# Stored data start

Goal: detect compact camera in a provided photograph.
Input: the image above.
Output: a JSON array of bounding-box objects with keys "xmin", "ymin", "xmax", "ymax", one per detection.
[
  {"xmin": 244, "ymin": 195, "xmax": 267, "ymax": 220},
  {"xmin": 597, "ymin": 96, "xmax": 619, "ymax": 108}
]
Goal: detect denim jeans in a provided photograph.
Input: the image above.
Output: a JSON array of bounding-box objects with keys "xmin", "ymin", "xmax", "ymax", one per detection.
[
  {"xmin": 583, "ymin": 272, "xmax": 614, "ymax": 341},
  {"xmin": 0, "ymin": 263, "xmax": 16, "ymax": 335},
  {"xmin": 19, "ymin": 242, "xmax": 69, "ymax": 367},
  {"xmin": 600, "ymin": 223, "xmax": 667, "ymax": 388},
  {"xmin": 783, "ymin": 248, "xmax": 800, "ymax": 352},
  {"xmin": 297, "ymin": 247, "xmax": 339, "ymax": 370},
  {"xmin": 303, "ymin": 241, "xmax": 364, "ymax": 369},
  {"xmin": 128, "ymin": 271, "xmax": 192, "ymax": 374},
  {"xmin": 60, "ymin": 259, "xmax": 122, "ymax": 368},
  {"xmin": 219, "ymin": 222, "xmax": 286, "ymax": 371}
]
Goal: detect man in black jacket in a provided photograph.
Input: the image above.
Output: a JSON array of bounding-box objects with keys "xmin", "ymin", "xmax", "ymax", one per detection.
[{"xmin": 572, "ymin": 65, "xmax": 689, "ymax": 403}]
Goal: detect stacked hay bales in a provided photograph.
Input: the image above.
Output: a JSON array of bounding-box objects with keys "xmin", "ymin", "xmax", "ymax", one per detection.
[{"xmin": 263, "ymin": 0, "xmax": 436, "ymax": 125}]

# Stored data end

__Task description__: Write out all four entries above again, line for line, with every character unchanged.

__Written solution__:
Goal: detect compact camera in a provided photograph.
Input: the image above.
Output: a JSON array of bounding-box objects with keys "xmin", "ymin", "xmax", "ymax", one per detection.
[
  {"xmin": 244, "ymin": 195, "xmax": 267, "ymax": 220},
  {"xmin": 597, "ymin": 96, "xmax": 619, "ymax": 108}
]
Goal: detect denim jeans in a provided photograph.
Input: the image above.
Output: a JSON array of bounding-box objects with keys "xmin", "ymin", "xmax", "ymax", one per detection.
[
  {"xmin": 583, "ymin": 272, "xmax": 614, "ymax": 341},
  {"xmin": 0, "ymin": 263, "xmax": 16, "ymax": 335},
  {"xmin": 19, "ymin": 242, "xmax": 69, "ymax": 367},
  {"xmin": 600, "ymin": 223, "xmax": 667, "ymax": 388},
  {"xmin": 783, "ymin": 248, "xmax": 800, "ymax": 352},
  {"xmin": 297, "ymin": 247, "xmax": 339, "ymax": 370},
  {"xmin": 303, "ymin": 241, "xmax": 364, "ymax": 369},
  {"xmin": 128, "ymin": 271, "xmax": 192, "ymax": 374},
  {"xmin": 60, "ymin": 259, "xmax": 122, "ymax": 368},
  {"xmin": 219, "ymin": 222, "xmax": 286, "ymax": 371}
]
Goal: detect man in black jacket in a provided photograph.
Input: the image above.
Output: a JSON array of bounding-box objects with keys "xmin", "ymin", "xmax", "ymax", one per detection.
[{"xmin": 572, "ymin": 65, "xmax": 689, "ymax": 403}]
Goal: detect stacked hay bales in a provided photograph.
Input: the image above.
Output: a JSON array of bounding-box objects with keys "xmin", "ymin", "xmax", "ymax", one per detection.
[{"xmin": 263, "ymin": 0, "xmax": 436, "ymax": 125}]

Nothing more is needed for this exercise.